Exercise details
In the entries that follow, which lines hold the string "hillside"? List them.

[Natural-language object grounding data]
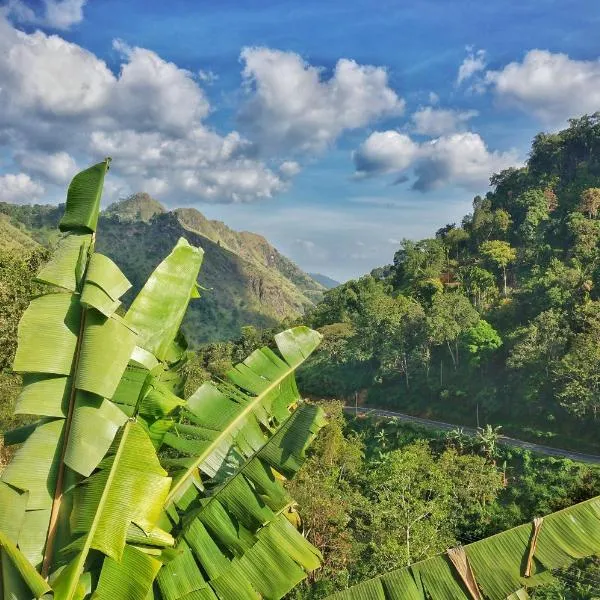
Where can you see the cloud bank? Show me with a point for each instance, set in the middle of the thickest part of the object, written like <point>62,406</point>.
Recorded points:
<point>461,159</point>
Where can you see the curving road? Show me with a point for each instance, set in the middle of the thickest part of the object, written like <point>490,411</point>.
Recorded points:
<point>508,441</point>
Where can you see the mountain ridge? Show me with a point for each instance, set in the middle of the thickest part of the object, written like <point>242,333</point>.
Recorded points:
<point>246,280</point>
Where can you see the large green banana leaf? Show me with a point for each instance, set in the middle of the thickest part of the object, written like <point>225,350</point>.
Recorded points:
<point>498,563</point>
<point>72,350</point>
<point>230,418</point>
<point>129,488</point>
<point>238,539</point>
<point>18,578</point>
<point>84,494</point>
<point>238,440</point>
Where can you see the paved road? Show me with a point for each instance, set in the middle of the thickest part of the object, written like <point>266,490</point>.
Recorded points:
<point>508,441</point>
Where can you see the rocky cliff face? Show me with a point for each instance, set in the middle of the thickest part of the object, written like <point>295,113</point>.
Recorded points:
<point>246,280</point>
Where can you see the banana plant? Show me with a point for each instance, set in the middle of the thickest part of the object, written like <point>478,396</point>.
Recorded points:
<point>87,507</point>
<point>501,567</point>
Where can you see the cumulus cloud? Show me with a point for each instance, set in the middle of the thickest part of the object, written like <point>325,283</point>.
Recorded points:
<point>474,62</point>
<point>61,103</point>
<point>439,121</point>
<point>460,159</point>
<point>57,14</point>
<point>56,168</point>
<point>385,152</point>
<point>19,188</point>
<point>551,86</point>
<point>292,107</point>
<point>289,168</point>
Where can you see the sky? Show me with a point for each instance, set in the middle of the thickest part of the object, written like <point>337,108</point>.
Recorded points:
<point>335,129</point>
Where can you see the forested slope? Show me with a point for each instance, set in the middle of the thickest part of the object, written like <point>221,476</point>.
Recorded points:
<point>246,280</point>
<point>495,318</point>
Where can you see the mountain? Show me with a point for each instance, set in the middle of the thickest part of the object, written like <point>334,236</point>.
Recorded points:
<point>326,282</point>
<point>246,280</point>
<point>139,207</point>
<point>13,238</point>
<point>251,247</point>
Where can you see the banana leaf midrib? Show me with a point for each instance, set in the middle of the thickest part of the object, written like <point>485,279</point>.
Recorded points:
<point>82,556</point>
<point>231,427</point>
<point>239,473</point>
<point>58,491</point>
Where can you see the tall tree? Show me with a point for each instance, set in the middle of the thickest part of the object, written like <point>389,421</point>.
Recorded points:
<point>501,254</point>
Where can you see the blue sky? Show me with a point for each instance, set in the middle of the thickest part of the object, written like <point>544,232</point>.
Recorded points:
<point>333,128</point>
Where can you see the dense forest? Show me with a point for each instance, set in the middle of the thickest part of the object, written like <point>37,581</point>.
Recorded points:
<point>494,321</point>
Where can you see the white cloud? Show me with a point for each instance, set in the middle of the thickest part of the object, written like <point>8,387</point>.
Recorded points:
<point>56,168</point>
<point>157,94</point>
<point>61,103</point>
<point>472,64</point>
<point>19,189</point>
<point>292,107</point>
<point>385,152</point>
<point>551,86</point>
<point>207,77</point>
<point>58,14</point>
<point>460,159</point>
<point>440,121</point>
<point>289,168</point>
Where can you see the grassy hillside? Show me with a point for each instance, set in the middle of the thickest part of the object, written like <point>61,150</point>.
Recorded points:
<point>247,281</point>
<point>325,281</point>
<point>250,246</point>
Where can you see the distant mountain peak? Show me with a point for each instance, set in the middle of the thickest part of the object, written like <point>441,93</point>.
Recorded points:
<point>138,207</point>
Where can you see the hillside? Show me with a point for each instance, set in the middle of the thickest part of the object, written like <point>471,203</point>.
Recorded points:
<point>325,281</point>
<point>495,319</point>
<point>250,246</point>
<point>253,285</point>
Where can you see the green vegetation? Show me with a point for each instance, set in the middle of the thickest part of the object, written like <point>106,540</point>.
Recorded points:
<point>245,280</point>
<point>378,495</point>
<point>494,320</point>
<point>121,488</point>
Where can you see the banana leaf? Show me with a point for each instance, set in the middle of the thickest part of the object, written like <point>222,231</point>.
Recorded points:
<point>129,487</point>
<point>230,418</point>
<point>72,357</point>
<point>237,539</point>
<point>498,562</point>
<point>19,579</point>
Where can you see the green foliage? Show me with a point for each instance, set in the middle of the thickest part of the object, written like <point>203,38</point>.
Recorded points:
<point>86,505</point>
<point>481,340</point>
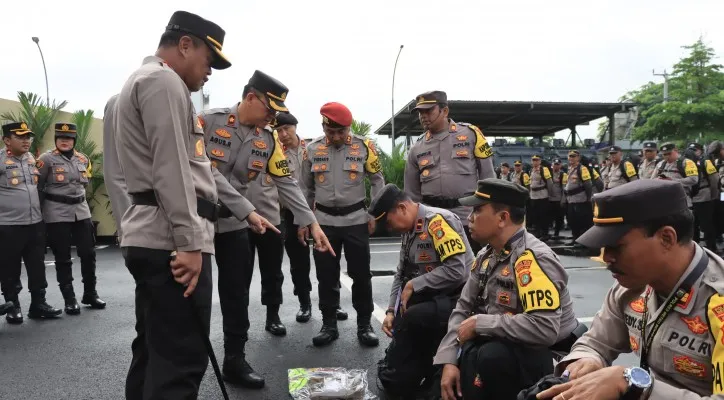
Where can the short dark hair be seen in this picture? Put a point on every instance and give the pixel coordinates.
(682, 222)
(171, 38)
(517, 214)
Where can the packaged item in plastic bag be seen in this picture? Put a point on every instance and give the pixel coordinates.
(329, 384)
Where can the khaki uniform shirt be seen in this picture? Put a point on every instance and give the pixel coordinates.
(709, 185)
(578, 189)
(113, 175)
(65, 177)
(540, 183)
(686, 358)
(558, 182)
(616, 177)
(248, 156)
(435, 256)
(671, 171)
(334, 177)
(161, 148)
(646, 168)
(526, 298)
(19, 201)
(448, 165)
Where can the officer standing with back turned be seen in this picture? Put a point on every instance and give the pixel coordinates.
(64, 175)
(22, 234)
(447, 160)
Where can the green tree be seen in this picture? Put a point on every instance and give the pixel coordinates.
(36, 113)
(83, 119)
(695, 107)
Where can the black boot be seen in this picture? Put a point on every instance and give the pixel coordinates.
(71, 304)
(39, 308)
(273, 323)
(365, 334)
(305, 308)
(14, 315)
(329, 332)
(236, 369)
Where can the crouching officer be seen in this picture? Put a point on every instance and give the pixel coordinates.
(514, 308)
(667, 307)
(64, 175)
(22, 235)
(433, 267)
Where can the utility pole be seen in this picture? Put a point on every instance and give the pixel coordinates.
(666, 83)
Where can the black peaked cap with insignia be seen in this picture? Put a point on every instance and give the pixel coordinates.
(384, 202)
(209, 32)
(17, 128)
(428, 100)
(274, 90)
(499, 191)
(63, 129)
(616, 211)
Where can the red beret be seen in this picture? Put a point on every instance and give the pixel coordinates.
(336, 114)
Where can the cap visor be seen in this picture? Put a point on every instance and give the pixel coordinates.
(220, 60)
(601, 236)
(472, 201)
(278, 105)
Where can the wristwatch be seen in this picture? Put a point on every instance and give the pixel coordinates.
(638, 382)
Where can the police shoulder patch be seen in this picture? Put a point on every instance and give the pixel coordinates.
(715, 318)
(446, 240)
(535, 289)
(277, 165)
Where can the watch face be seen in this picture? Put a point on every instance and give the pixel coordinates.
(640, 378)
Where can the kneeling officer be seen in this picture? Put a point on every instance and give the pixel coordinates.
(433, 267)
(514, 308)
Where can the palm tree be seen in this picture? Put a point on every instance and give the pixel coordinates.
(83, 119)
(37, 114)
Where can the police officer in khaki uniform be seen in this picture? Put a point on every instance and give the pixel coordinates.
(22, 234)
(244, 148)
(174, 195)
(648, 161)
(578, 192)
(559, 179)
(64, 175)
(333, 176)
(514, 306)
(673, 167)
(673, 297)
(540, 187)
(447, 160)
(434, 265)
(295, 150)
(620, 171)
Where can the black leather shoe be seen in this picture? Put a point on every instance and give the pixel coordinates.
(91, 299)
(327, 335)
(276, 328)
(305, 313)
(367, 336)
(237, 370)
(71, 306)
(42, 310)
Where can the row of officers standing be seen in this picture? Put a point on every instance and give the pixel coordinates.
(556, 193)
(42, 203)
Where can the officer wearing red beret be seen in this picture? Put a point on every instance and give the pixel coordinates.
(333, 175)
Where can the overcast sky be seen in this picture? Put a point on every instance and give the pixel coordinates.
(344, 51)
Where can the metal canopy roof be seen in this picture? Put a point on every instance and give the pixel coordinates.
(510, 118)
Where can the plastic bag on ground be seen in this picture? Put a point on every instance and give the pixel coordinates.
(329, 384)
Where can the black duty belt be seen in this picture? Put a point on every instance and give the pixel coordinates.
(206, 209)
(340, 211)
(60, 198)
(442, 202)
(574, 192)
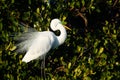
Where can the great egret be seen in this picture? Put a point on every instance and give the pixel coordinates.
(38, 44)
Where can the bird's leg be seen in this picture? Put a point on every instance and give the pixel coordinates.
(43, 68)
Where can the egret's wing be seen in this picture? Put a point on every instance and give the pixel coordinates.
(39, 47)
(25, 41)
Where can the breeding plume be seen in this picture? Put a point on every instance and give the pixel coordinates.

Answer area
Where can you see the grassy hillside? Show me with a point for each instance, set in the middle of the thickest part of the object, written like <point>61,150</point>.
Where can you see the hillside? Show me with a point for each instance, set in the middle of the thickest part of the object, written like <point>471,203</point>.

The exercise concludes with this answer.